* [Texto citado]:

---------------

Hadi Matar, el terrorista condenado por intentar asesinar a Rushdie, sostuvo ante el tribunal que lo sentenció que: «Salman Rushdie quiere faltarle el respeto a los demás… Quiere ser un acosador, quiere acosar a los demás. No estoy de acuerdo con eso». En efecto, Hadi considera que el escritor es un «matón», cuya opinión es tan violenta que justifica que se lo quiera silenciar e incluso matar para evitar que la exprese. Su idea respecto de la libertad de expresión es, alarmantemente, compartida por muchos en el Occidente libre que cree que se debe castigar a las personas por decir cosas que pueden ser controvertidas, ofensivas, blasfemas o falsas.
La pulsión por equiparar las palabras con la violencia física no es nueva. Se trata de una homologación arbitraria que permite poner el límite donde al ofendido le plazca. Paradójicamente, la idea de que las personas puedan decir lo que quieran, es la herramienta que permite que se resuelvan los entredichos sin recurrir a la violencia. Sostener que la expresión de una opinión equivale a la violencia física es una fórmula para la represión sin fin.

---------------

* [Datos registrados]:
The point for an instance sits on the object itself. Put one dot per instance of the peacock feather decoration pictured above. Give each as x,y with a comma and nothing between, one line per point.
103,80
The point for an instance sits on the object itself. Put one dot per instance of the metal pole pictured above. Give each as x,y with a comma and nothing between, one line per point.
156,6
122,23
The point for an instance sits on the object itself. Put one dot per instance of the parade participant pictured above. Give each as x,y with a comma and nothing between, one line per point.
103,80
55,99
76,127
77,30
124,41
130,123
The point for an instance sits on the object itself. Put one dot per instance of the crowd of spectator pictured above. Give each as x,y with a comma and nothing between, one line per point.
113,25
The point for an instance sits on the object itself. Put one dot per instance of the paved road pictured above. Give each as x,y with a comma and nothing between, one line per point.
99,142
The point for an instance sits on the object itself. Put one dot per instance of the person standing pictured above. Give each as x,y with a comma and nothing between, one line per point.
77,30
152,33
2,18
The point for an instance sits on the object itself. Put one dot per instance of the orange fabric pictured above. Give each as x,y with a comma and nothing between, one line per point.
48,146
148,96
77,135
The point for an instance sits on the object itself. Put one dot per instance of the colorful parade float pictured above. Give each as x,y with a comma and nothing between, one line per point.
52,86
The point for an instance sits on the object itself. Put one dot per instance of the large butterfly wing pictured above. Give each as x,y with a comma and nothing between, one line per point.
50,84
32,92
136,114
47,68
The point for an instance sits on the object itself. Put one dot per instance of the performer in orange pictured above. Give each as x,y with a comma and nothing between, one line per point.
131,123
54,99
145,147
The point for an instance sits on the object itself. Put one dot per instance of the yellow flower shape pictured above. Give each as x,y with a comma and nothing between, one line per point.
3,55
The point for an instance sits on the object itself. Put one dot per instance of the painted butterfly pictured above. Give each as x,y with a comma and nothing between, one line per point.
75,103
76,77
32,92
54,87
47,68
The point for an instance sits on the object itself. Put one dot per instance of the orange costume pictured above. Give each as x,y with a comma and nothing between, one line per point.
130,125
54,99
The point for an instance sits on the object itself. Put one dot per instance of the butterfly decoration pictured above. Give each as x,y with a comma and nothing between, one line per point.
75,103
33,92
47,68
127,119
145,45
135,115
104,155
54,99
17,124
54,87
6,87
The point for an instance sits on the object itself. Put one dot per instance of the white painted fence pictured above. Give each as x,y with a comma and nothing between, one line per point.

---------------

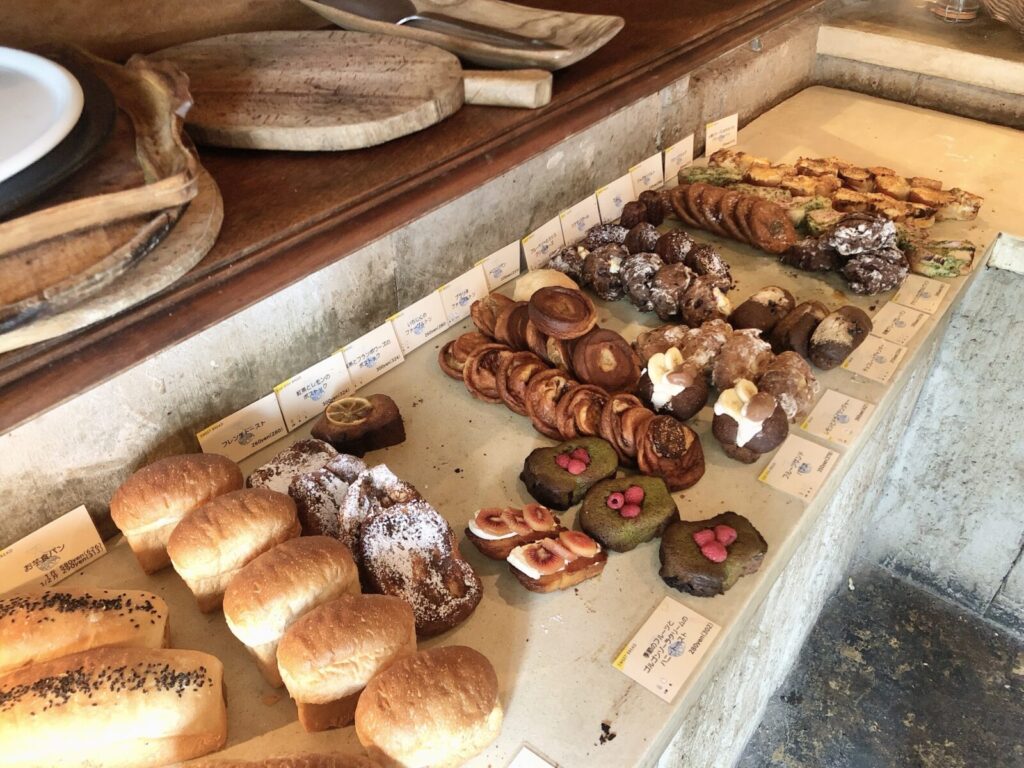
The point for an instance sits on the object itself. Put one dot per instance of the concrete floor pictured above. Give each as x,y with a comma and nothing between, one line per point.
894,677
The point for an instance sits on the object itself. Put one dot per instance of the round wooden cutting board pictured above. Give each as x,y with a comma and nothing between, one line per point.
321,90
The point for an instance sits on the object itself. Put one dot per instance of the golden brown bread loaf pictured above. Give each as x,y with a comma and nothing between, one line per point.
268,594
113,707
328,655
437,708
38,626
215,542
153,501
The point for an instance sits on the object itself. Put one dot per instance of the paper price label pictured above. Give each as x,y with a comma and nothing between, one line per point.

---------------

* [Problema planteado 1]:
Responde brevemente a estas preguntas sobre el texto acerca de Rushdie:
(a) ¿Quién fue condenado por intentar asesinar a Rushdie?
(b) ¿Qué palabra usa Hadi para calificar al escritor?
(c) ¿Qué es, según el texto, sostener que la expresión de una opinión equivale a la violencia física?
* [Problema planteado 2]: Transcribe sin cambios el fragmento del texto sobre Rushdie que empieza en "Hadi Matar, el" y termina en "blasfemas o falsas.".
Los datos proceden de otra fuente.

* [Respuesta 1]:
(a) Hadi Matar.
(b) «Matón».
(c) Una fórmula para la represión sin fin.

* [Respuesta 2]:
Hadi Matar, el terrorista condenado por intentar asesinar a Rushdie, sostuvo ante el tribunal que lo sentenció que: «Salman Rushdie quiere faltarle el respeto a los demás… Quiere ser un acosador, quiere acosar a los demás. No estoy de acuerdo con eso». En efecto, Hadi considera que el escritor es un «matón», cuya opinión es tan violenta que justifica que se lo quiera silenciar e incluso matar para evitar que la exprese. Su idea respecto de la libertad de expresión es, alarmantemente, compartida por muchos en el Occidente libre que cree que se debe castigar a las personas por decir cosas que pueden ser controvertidas, ofensivas, blasfemas o falsas.